» **Stated exercise**
Every entry here needs to be repeated exactly.

» **Dataset content**

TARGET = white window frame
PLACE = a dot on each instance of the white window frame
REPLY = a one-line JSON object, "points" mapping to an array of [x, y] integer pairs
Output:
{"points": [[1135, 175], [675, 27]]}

» **Response to the exercise**
TARGET = white window frame
PLACE = a dot on each instance of the white window frame
REPLY = a one-line JSON object, "points" mapping to an array of [x, y] integer pairs
Output:
{"points": [[1135, 175], [675, 27]]}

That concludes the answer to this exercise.